* **THE TASK**:
Return every line of the entries that contains the word "white".
------ DATASET EXCERPTS
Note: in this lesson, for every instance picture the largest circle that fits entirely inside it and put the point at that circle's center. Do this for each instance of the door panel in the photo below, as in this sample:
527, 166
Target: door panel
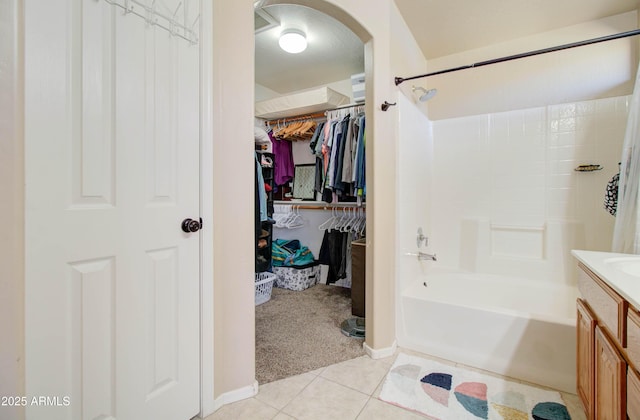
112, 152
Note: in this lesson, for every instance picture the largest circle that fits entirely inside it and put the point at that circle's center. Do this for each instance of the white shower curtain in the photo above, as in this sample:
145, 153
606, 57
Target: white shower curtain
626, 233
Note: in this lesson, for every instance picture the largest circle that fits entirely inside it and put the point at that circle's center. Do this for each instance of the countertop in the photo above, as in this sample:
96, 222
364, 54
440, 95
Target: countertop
------------
------ DATASET EXCERPTS
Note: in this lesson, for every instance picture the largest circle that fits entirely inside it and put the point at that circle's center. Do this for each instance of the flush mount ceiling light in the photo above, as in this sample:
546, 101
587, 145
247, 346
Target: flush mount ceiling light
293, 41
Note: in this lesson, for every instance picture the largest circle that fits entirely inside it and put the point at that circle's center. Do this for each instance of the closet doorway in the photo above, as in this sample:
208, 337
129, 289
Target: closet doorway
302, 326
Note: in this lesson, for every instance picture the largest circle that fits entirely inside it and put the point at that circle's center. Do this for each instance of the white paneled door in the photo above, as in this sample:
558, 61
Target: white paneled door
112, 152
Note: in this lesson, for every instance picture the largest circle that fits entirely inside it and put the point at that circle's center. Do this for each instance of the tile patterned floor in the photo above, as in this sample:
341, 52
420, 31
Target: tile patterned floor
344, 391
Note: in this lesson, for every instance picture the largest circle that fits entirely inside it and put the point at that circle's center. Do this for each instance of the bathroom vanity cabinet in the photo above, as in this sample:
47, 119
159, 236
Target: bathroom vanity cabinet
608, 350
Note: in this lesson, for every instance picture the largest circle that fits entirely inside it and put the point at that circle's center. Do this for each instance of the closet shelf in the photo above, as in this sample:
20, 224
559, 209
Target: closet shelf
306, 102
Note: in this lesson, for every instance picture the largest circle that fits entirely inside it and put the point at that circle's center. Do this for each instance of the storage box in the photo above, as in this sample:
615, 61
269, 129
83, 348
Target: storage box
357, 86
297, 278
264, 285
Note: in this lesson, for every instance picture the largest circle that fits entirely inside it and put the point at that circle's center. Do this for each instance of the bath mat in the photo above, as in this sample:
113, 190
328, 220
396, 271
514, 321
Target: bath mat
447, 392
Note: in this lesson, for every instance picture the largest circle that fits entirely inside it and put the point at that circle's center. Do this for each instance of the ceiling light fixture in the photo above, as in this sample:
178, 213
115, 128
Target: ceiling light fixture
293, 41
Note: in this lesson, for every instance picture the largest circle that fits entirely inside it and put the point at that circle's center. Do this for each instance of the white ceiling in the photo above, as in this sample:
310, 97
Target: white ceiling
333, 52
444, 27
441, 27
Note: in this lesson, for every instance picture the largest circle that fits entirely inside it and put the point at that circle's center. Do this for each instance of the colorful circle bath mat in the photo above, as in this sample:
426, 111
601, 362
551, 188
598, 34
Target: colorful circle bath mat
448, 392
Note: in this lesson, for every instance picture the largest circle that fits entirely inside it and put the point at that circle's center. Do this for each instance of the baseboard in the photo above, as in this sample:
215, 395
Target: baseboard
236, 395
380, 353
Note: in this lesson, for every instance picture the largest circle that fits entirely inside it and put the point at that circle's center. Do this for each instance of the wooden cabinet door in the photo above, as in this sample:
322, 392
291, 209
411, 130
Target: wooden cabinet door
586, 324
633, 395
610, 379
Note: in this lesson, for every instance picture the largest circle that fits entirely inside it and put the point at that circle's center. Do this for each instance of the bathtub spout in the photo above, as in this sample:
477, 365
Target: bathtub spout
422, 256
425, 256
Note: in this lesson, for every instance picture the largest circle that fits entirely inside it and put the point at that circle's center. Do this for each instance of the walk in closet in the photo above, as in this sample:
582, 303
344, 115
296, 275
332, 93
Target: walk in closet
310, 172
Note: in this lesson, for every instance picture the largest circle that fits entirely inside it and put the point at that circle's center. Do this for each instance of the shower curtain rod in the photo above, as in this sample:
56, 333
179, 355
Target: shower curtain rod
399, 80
------------
* **RESPONSE BELOW**:
Note: in this lesson, for every instance picture the largest circle that fits entirely inside it and put the point at that circle's center. Do this for each instance of the white shower curtain in the photo above, as in this sample:
Target: white shower curtain
Note: in this lesson, for every instance picture the largest circle that fits entirely inside it and put the point at that circle's center. Do this for each instance of the white paneled door in the photo above, as in this sample:
Target: white paneled door
Note: in this lesson, for every instance picture the largest circle that fits entirely inside it and put the point at that circle's center. Do this for each instance of the white ceiling in the photo above, as in this sample:
Target: white ceiling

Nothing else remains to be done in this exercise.